═══ Data extracts

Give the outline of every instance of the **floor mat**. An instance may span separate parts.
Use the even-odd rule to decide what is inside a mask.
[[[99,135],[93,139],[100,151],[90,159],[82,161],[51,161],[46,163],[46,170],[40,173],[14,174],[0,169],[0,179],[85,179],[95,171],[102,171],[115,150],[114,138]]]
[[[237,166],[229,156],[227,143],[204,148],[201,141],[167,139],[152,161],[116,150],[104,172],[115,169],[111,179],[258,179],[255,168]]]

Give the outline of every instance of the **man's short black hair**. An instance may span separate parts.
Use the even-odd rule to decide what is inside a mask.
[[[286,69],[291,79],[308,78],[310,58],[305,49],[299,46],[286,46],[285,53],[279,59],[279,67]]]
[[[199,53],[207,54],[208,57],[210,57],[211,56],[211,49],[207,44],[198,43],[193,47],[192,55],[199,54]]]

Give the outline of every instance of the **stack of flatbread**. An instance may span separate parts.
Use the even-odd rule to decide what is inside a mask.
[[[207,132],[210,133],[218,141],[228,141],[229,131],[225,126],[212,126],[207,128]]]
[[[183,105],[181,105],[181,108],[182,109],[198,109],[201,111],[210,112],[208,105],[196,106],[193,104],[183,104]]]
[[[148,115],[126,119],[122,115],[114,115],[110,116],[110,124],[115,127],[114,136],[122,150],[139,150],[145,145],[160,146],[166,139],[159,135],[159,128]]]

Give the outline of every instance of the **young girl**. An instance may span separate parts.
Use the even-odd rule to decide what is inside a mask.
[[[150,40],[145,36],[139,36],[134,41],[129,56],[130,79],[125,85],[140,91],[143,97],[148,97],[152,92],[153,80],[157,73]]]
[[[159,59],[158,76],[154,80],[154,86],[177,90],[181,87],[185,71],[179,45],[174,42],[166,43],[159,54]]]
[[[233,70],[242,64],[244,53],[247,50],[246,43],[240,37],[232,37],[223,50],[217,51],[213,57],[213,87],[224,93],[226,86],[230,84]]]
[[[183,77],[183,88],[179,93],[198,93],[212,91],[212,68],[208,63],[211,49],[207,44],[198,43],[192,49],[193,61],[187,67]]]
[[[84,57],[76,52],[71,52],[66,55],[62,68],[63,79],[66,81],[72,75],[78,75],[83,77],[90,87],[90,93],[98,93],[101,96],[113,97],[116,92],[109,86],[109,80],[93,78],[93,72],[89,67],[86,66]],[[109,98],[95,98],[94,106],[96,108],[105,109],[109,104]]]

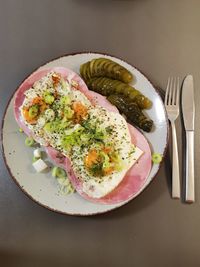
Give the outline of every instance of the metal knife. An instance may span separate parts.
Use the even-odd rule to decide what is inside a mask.
[[[186,131],[186,195],[185,201],[195,201],[194,183],[194,83],[193,76],[187,75],[182,87],[182,112]]]

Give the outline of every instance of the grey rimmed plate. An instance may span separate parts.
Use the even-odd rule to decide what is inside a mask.
[[[146,113],[153,119],[155,127],[151,133],[144,133],[144,135],[149,141],[152,151],[164,155],[168,143],[168,120],[165,108],[154,86],[135,67],[113,56],[98,53],[77,53],[52,60],[39,69],[61,66],[79,73],[79,67],[82,63],[98,57],[110,58],[126,67],[136,77],[134,86],[152,100],[153,107],[147,110]],[[14,99],[11,97],[5,111],[2,126],[2,144],[6,166],[15,182],[27,195],[50,210],[70,215],[94,215],[108,212],[123,206],[139,195],[155,177],[160,168],[160,164],[154,164],[140,191],[128,201],[115,205],[91,203],[84,200],[77,193],[66,196],[61,195],[57,182],[50,173],[34,172],[31,165],[33,151],[24,145],[25,137],[18,131],[19,127],[13,115],[13,102]]]

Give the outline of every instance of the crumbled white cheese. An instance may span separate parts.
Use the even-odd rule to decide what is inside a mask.
[[[42,159],[38,159],[33,163],[33,167],[37,172],[42,172],[48,168],[48,165]]]
[[[33,151],[33,155],[35,158],[41,158],[41,151],[39,150],[39,148]]]

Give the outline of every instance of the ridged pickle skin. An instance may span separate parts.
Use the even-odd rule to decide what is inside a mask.
[[[93,76],[98,76],[98,73],[102,70],[104,62],[102,62],[102,58],[95,59],[93,67],[92,67],[92,73]]]
[[[86,62],[82,64],[80,67],[80,74],[85,81],[91,78],[91,75],[88,75],[88,66],[89,66],[89,62]]]
[[[151,131],[153,121],[144,115],[135,102],[130,101],[122,95],[110,95],[107,99],[137,127],[145,132]]]
[[[90,72],[90,68],[89,68],[89,64],[86,65],[86,77],[87,77],[87,80],[90,80],[92,75],[91,75],[91,72]]]
[[[90,90],[96,91],[104,96],[109,96],[113,93],[124,95],[131,101],[136,102],[141,109],[148,109],[152,105],[151,101],[142,95],[140,91],[120,81],[97,77],[91,79],[89,82],[86,81],[86,83]]]
[[[83,67],[83,65],[85,66]],[[83,65],[80,67],[80,73],[83,73],[83,75],[85,72],[89,73],[90,75],[88,76],[90,76],[90,78],[105,76],[111,79],[122,81],[124,83],[130,83],[133,80],[133,75],[130,71],[108,58],[95,58]],[[82,71],[84,68],[89,68],[89,70]],[[89,79],[89,77],[86,76],[82,77]]]

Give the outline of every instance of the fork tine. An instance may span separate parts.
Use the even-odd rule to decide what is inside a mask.
[[[166,93],[165,93],[165,105],[168,103],[168,98],[169,98],[169,86],[170,86],[170,77],[167,80],[167,88],[166,88]]]
[[[175,96],[177,95],[177,83],[178,83],[178,81],[177,81],[177,78],[175,77],[174,78],[174,82],[173,82],[173,85],[172,85],[172,105],[176,105],[176,99],[175,99]]]
[[[168,105],[172,104],[172,90],[173,90],[173,82],[174,82],[174,78],[171,77],[171,82],[169,85],[169,98],[168,98]]]
[[[176,86],[176,105],[179,104],[179,97],[180,97],[180,80],[178,77],[177,78],[177,86]]]

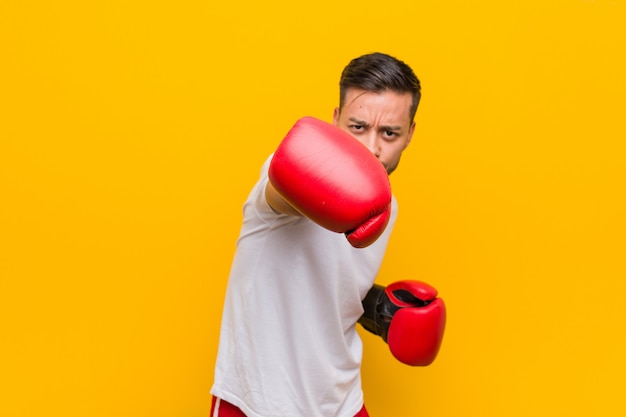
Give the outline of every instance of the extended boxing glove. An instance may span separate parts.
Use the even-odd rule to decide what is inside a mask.
[[[381,336],[400,362],[430,365],[437,356],[446,325],[446,307],[437,290],[420,281],[374,284],[363,300],[359,323]]]
[[[280,143],[269,180],[292,207],[345,233],[354,247],[372,244],[389,222],[391,186],[383,165],[349,133],[313,117],[298,120]]]

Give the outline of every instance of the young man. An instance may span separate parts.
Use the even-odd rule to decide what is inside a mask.
[[[397,215],[388,174],[411,142],[419,100],[402,61],[356,58],[342,73],[333,125],[299,120],[264,164],[244,204],[211,417],[368,415],[356,324],[366,295],[379,308],[384,293],[374,279]],[[387,316],[366,328],[398,359],[423,364],[407,349],[413,342],[393,339],[415,319],[395,330]]]

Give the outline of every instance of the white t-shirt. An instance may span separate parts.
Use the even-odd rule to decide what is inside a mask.
[[[248,417],[353,417],[363,406],[356,322],[397,215],[372,245],[276,214],[267,170],[243,207],[211,393]]]

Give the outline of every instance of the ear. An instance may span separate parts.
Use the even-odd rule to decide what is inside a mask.
[[[413,139],[413,132],[415,132],[415,121],[411,123],[411,127],[409,127],[409,134],[407,135],[406,143],[404,144],[404,149],[409,146],[411,143],[411,139]]]
[[[333,111],[333,124],[337,126],[339,122],[339,107],[335,107],[335,111]]]

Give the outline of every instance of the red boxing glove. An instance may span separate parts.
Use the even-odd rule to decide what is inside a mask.
[[[436,289],[420,281],[375,284],[363,308],[359,323],[381,336],[400,362],[427,366],[435,360],[446,325],[446,306]]]
[[[278,193],[315,223],[345,233],[363,248],[382,234],[391,213],[383,165],[338,127],[304,117],[274,153],[269,179]]]

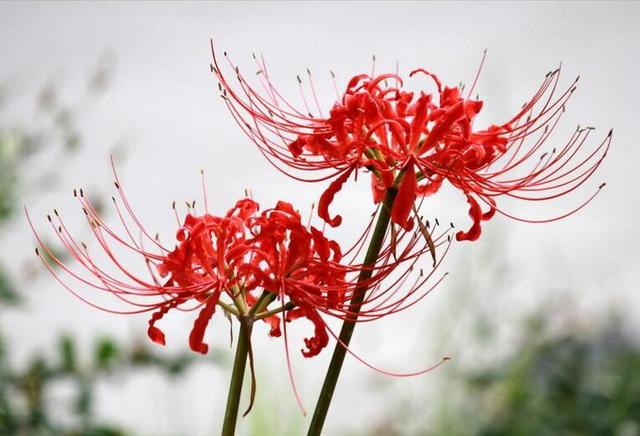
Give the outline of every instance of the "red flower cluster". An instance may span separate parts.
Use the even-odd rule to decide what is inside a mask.
[[[56,251],[44,243],[27,214],[43,250],[36,249],[36,252],[55,278],[88,304],[111,313],[152,312],[148,335],[158,344],[164,345],[165,335],[156,324],[170,310],[198,311],[189,345],[194,351],[206,353],[204,334],[216,306],[220,306],[239,318],[263,319],[270,324],[271,336],[281,335],[281,320],[308,319],[314,325],[314,335],[305,339],[306,349],[302,354],[312,357],[329,340],[321,315],[350,316],[354,310],[350,300],[358,287],[373,289],[358,306],[362,309],[362,321],[403,310],[433,288],[418,292],[433,271],[426,276],[421,272],[413,285],[404,286],[417,259],[429,249],[426,244],[420,244],[421,238],[415,233],[399,233],[393,248],[389,246],[380,254],[376,266],[368,267],[372,270],[371,279],[358,284],[357,276],[365,267],[353,261],[344,262],[338,243],[319,229],[303,225],[300,214],[289,203],[280,201],[274,208],[259,212],[258,203],[245,198],[224,216],[197,214],[194,205],[189,205],[183,220],[176,212],[180,225],[177,245],[169,249],[141,225],[118,181],[116,188],[119,200],[114,197],[113,202],[124,236],[101,218],[83,190],[74,191],[103,251],[102,257],[115,266],[115,272],[111,271],[113,268],[102,267],[89,253],[87,245],[72,236],[57,211],[47,216],[48,221],[84,273],[65,264]],[[175,203],[173,207],[175,210]],[[355,259],[368,231],[369,228],[346,255]],[[136,233],[141,235],[139,240],[133,237]],[[434,235],[438,245],[446,240],[446,231],[437,237]],[[154,249],[145,248],[145,241]],[[150,279],[136,275],[118,260],[124,255],[120,252],[122,249],[142,258]],[[407,267],[383,286],[383,281],[397,272],[400,264]],[[112,294],[134,309],[113,310],[89,301],[66,283],[56,267],[81,285]],[[400,287],[404,292],[400,292]],[[268,309],[271,303],[275,308]]]
[[[318,208],[319,216],[331,226],[340,225],[341,217],[330,216],[330,203],[349,176],[363,168],[372,173],[376,203],[387,189],[398,190],[392,219],[406,229],[412,225],[410,215],[416,198],[437,192],[448,180],[466,196],[473,221],[468,231],[456,234],[458,240],[478,239],[481,221],[496,211],[523,221],[552,221],[581,209],[595,196],[568,213],[541,221],[514,217],[496,204],[499,196],[540,201],[573,192],[606,155],[611,132],[598,146],[581,154],[591,128],[578,128],[564,145],[544,152],[575,89],[574,82],[556,95],[559,69],[547,74],[534,96],[509,121],[478,130],[473,123],[483,102],[469,98],[473,86],[463,96],[462,87],[443,87],[435,74],[424,69],[411,72],[409,77],[426,75],[435,83],[436,94],[405,90],[398,74],[356,75],[325,117],[311,75],[317,116],[309,110],[300,79],[304,111],[295,109],[275,89],[263,60],[256,60],[264,88],[259,93],[225,53],[238,79],[238,86],[231,86],[213,43],[212,53],[212,71],[222,96],[262,154],[298,180],[334,179]],[[301,177],[287,168],[327,172],[320,177]]]

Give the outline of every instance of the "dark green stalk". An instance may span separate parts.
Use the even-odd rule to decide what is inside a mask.
[[[231,383],[229,384],[229,394],[227,395],[227,409],[224,413],[222,424],[222,436],[233,436],[236,431],[238,421],[238,409],[240,407],[240,396],[242,394],[242,382],[244,371],[247,366],[247,356],[251,359],[251,330],[257,312],[263,311],[273,300],[276,294],[263,291],[262,295],[253,305],[248,314],[238,317],[240,320],[240,333],[238,334],[238,345],[236,345],[236,356],[233,361],[233,372],[231,373]],[[253,365],[253,364],[252,364]],[[252,367],[253,370],[253,367]],[[255,380],[254,380],[255,381]],[[253,390],[251,392],[251,404],[253,404]],[[249,406],[251,408],[251,405]],[[248,410],[247,410],[248,411]]]
[[[364,297],[367,293],[368,286],[366,283],[371,278],[373,267],[378,259],[378,255],[380,254],[380,249],[382,248],[382,243],[384,242],[384,236],[387,233],[387,229],[389,228],[389,220],[391,218],[391,208],[393,206],[393,202],[395,201],[397,194],[396,188],[389,188],[387,190],[387,195],[385,196],[384,202],[382,203],[382,207],[380,208],[380,213],[378,215],[378,220],[376,221],[376,226],[373,230],[373,235],[371,236],[371,241],[369,242],[369,248],[367,249],[367,254],[364,258],[364,269],[360,272],[358,276],[358,286],[353,294],[353,299],[351,300],[350,312],[353,315],[345,319],[342,324],[342,329],[340,330],[340,341],[342,344],[337,343],[335,349],[333,350],[333,356],[331,357],[331,363],[329,364],[329,369],[327,370],[327,375],[324,379],[324,384],[322,385],[322,390],[320,391],[320,396],[318,397],[318,403],[316,404],[316,409],[313,413],[313,418],[311,419],[311,424],[309,425],[309,432],[307,436],[318,436],[322,432],[322,426],[324,425],[324,420],[327,417],[327,412],[329,411],[329,405],[331,404],[331,398],[333,397],[333,392],[336,388],[336,383],[338,383],[338,377],[340,376],[340,371],[342,370],[342,364],[344,363],[344,357],[347,352],[346,348],[349,346],[349,342],[351,342],[351,336],[353,335],[353,329],[356,326],[356,321],[358,319],[358,312],[360,312],[360,306],[364,301]]]
[[[240,333],[238,334],[238,345],[236,346],[236,356],[233,362],[229,394],[227,395],[227,410],[224,413],[222,436],[233,436],[236,431],[240,394],[242,393],[244,370],[247,366],[247,353],[249,352],[252,328],[253,320],[251,318],[247,316],[240,318]]]

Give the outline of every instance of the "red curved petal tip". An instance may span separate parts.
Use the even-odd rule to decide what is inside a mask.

══════

From the data above, copy each line that has the string "white".

Give the outline of every instance of the crumbled white cheese. An instance may span separate parts.
Give the outline of every instance of the white t-shirt. An instance may span separate parts.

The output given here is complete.